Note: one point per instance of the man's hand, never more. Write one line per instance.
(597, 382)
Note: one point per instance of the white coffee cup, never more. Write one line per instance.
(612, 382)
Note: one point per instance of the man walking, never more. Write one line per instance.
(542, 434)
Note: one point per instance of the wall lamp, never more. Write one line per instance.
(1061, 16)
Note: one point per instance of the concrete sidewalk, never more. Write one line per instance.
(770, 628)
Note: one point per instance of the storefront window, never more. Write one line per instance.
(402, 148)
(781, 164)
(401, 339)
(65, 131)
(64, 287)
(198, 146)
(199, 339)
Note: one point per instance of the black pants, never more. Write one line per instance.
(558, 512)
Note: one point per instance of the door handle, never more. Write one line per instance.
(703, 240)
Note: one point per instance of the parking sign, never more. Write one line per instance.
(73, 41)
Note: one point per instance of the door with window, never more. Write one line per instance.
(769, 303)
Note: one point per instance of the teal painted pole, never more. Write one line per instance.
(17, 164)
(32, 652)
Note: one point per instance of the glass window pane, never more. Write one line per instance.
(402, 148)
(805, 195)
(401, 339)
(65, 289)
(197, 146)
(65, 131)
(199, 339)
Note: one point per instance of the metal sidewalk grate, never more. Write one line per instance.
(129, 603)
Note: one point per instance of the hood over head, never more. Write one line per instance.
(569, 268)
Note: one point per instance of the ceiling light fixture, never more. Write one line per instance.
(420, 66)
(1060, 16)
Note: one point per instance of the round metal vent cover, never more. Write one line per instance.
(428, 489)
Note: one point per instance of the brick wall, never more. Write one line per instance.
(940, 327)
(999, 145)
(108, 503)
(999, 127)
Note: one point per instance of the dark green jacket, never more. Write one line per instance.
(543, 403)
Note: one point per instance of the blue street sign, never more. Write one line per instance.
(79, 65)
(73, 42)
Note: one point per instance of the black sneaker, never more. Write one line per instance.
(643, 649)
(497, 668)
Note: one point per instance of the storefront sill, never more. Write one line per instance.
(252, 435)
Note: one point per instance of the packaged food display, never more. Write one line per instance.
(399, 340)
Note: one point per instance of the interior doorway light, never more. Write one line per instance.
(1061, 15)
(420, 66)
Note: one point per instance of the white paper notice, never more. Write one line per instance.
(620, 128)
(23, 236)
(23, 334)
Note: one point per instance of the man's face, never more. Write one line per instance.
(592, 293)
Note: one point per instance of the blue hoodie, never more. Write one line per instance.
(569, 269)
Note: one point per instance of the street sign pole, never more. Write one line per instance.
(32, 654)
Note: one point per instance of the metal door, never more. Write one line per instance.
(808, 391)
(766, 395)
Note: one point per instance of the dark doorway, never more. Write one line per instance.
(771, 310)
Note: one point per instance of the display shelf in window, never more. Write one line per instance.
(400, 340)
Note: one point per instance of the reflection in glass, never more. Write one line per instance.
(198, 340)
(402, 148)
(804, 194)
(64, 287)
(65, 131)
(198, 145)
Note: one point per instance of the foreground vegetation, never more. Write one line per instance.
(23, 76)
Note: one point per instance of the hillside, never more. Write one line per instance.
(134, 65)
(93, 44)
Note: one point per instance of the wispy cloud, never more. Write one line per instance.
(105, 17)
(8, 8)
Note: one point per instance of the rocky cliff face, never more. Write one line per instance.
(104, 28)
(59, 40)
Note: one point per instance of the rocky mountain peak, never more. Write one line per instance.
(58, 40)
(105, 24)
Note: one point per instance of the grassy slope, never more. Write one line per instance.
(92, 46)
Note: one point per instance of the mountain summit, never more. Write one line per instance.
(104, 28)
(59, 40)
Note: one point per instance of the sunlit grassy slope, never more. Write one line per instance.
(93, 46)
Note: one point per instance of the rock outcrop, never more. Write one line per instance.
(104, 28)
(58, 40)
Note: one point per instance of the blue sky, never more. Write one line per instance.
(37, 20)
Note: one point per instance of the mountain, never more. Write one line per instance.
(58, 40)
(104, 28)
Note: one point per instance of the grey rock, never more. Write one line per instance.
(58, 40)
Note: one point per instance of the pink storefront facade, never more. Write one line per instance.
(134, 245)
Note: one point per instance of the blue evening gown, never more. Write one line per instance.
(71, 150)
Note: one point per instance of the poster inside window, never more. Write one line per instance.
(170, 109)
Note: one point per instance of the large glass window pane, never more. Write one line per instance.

━━━━━━━━

Problem details — Convert every line of the rows above into a Markdown table with the columns No. and Line, numbering each line in order and omitting blank lines.

Complete answer —
| No. | Line |
|---|---|
| 1 | Note: one point per instance of the man's hand, never more. Write one line per instance. |
| 2 | (597, 382) |
| 3 | Note: one point per instance of the white coffee cup, never more. Write one line per instance. |
| 4 | (612, 382) |
| 5 | Note: one point per instance of the man walking, never more. Write one line per instance. |
| 6 | (542, 434) |
| 7 | Note: one point per instance of the wall lamp, never more. Write one line per instance. |
| 8 | (1061, 16) |
| 9 | Note: one point per instance of the concrete sidewalk, never more. Write one line per instance. |
| 10 | (770, 628) |
| 11 | Note: one point per instance of the storefront window, never more. Write one line per instance. |
| 12 | (402, 148) |
| 13 | (781, 164) |
| 14 | (401, 339) |
| 15 | (65, 131) |
| 16 | (64, 287) |
| 17 | (198, 146) |
| 18 | (199, 339) |
| 19 | Note: one point per instance of the black pants, never more. Write one line per instance. |
| 20 | (558, 512) |
| 21 | Note: one point per instance of the door handle, never more. Write one line per instance. |
| 22 | (703, 240) |
| 23 | Note: one point per instance of the parking sign, never more. Write one line per instance. |
| 24 | (73, 41) |
| 25 | Note: one point per instance of the door with window, never more. Write one line per instance. |
| 26 | (769, 303) |
| 27 | Note: one point per instance of the teal painted pole, never more. Write one line per instance. |
| 28 | (17, 164) |
| 29 | (32, 652) |
| 30 | Note: one point per instance of the glass window pane, never more. Write one line per instance. |
| 31 | (402, 148) |
| 32 | (805, 195) |
| 33 | (401, 339) |
| 34 | (65, 289) |
| 35 | (197, 146) |
| 36 | (65, 131) |
| 37 | (199, 339) |
| 38 | Note: one point per instance of the metal sidewalk grate, never more. Write one line per instance. |
| 39 | (129, 603) |
| 40 | Note: one point per instance of the hood over head, never more. Write one line per instance. |
| 41 | (569, 268) |
| 42 | Note: one point per instance of the ceiling light fixture, never more. Write one line per instance. |
| 43 | (420, 66) |
| 44 | (1060, 16) |
| 45 | Note: one point per instance of the round metal vent cover, never more. Write one line per instance. |
| 46 | (428, 489) |
| 47 | Note: one point per instance of the brick wall, never more. Write one line per instance. |
| 48 | (940, 327) |
| 49 | (999, 145) |
| 50 | (108, 503) |
| 51 | (999, 127) |
| 52 | Note: one point per instance of the dark green jacket, never more. Write one line per instance. |
| 53 | (543, 403) |
| 54 | Note: one point per instance of the blue street sign, never more. Write one line per instance. |
| 55 | (79, 65) |
| 56 | (73, 42) |
| 57 | Note: one point per instance of the black sneaker, never more. Write one line per instance. |
| 58 | (643, 649) |
| 59 | (497, 668) |
| 60 | Note: one point per instance of the storefront sill, never more. Write one line per instance. |
| 61 | (252, 435) |
| 62 | Note: one point per instance of the packaged food display, never more. Write one line per instance. |
| 63 | (399, 340) |
| 64 | Note: one point per instance of the interior doorway light, never more. Write one line per instance. |
| 65 | (1061, 15) |
| 66 | (420, 66) |
| 67 | Note: one point per instance of the white paper notice, never more. Write one line per instance. |
| 68 | (620, 128) |
| 69 | (23, 236) |
| 70 | (23, 334) |
| 71 | Note: one point per instance of the man's face, never more. Write one line per instance. |
| 72 | (592, 293) |
| 73 | Note: one point per instance of the blue hoodie, never more. Write one line per instance. |
| 74 | (569, 269) |
| 75 | Note: one point per instance of the street sign pole, never more. Write one line per instance. |
| 76 | (32, 654) |
| 77 | Note: one point per instance of the metal door, never more. Write one line per instance. |
| 78 | (808, 391) |
| 79 | (766, 395) |
| 80 | Note: one point per instance of the dark doorway, never more. Write one line per instance. |
| 81 | (771, 310) |
| 82 | Note: one point per instance of the display shelf in window, never more. Write one line per instance. |
| 83 | (400, 340) |
| 84 | Note: one point per instance of the reflection in glass, never more. Write one line per instance. |
| 85 | (198, 340) |
| 86 | (402, 148) |
| 87 | (804, 194) |
| 88 | (64, 287) |
| 89 | (65, 131) |
| 90 | (198, 145) |
| 91 | Note: one point per instance of the foreground vegetation, never more. Write one line per instance. |
| 92 | (23, 76) |
| 93 | Note: one point per instance of the hillside, never more. Write one line per instance. |
| 94 | (134, 65) |
| 95 | (93, 44) |
| 96 | Note: one point per instance of the wispy cloud, never more. Write one line per instance. |
| 97 | (105, 17) |
| 98 | (8, 8) |
| 99 | Note: one point per instance of the rocky cliff face, never more. Write one line per instance. |
| 100 | (104, 28) |
| 101 | (59, 40) |
| 102 | Note: one point per instance of the rocky mountain peak, never more. Write one line per instance. |
| 103 | (58, 40) |
| 104 | (105, 24) |
| 105 | Note: one point per instance of the grassy slope, never more. Write one line per instance. |
| 106 | (92, 46) |
| 107 | Note: one point per instance of the mountain summit, never more. Write one line per instance. |
| 108 | (104, 28) |
| 109 | (59, 40) |
| 110 | Note: one point per instance of the sunlit grassy slope, never more. Write one line per instance. |
| 111 | (93, 46) |
| 112 | Note: one point per instance of the rock outcrop, never more. Write one line per instance. |
| 113 | (104, 28) |
| 114 | (58, 40) |
| 115 | Note: one point per instance of the blue sky, never more. Write one line per instance. |
| 116 | (37, 20) |
| 117 | Note: one point per instance of the mountain, never more. Write one line per instance. |
| 118 | (58, 40) |
| 119 | (104, 28) |
| 120 | Note: one point per instance of the grey rock, never more. Write one line per instance. |
| 121 | (58, 40) |
| 122 | Note: one point per instance of the pink storefront facade, never more. Write one line per instance. |
| 123 | (134, 245) |
| 124 | Note: one point per instance of the blue evening gown, never more. Write one line per instance. |
| 125 | (71, 150) |
| 126 | Note: one point per instance of the poster inside window, never more. Write one line per instance. |
| 127 | (170, 109) |
| 128 | Note: one point per instance of the large glass window pane, never more. Write one line per instance. |